►
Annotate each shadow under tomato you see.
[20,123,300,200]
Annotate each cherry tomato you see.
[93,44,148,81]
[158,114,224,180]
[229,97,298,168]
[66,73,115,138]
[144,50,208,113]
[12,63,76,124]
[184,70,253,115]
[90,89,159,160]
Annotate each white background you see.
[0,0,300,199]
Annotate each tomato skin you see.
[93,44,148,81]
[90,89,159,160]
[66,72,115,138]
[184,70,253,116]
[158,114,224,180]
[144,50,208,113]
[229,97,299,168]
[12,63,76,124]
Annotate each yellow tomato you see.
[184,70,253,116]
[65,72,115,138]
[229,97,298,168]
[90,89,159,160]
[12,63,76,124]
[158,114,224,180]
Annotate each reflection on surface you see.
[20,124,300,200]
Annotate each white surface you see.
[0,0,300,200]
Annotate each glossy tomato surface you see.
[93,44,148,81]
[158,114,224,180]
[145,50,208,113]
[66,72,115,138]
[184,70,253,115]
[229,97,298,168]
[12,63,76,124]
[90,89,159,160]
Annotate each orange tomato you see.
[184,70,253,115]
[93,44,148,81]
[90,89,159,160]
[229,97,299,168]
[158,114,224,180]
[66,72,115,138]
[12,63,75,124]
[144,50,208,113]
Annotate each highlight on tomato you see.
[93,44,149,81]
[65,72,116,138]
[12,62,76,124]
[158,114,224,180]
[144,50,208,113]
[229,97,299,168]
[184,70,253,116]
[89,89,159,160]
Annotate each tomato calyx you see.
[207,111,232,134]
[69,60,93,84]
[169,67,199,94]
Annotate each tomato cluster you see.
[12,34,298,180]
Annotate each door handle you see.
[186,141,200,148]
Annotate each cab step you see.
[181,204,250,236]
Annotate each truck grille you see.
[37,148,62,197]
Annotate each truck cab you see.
◄
### Direction
Rescale the stretch from the line containing "Annotate each door handle you see." through the end of the records. Repeat every line in it, requests included, with each bounding-box coordinate multiplied by 1.75 and rounded to a whole number, halves going up.

### The response
Annotate each door handle you see.
[326,247,350,259]
Annotate each cab step you see.
[317,357,438,413]
Annotate each truck grille you see.
[65,259,109,345]
Annotate each truck cab you see.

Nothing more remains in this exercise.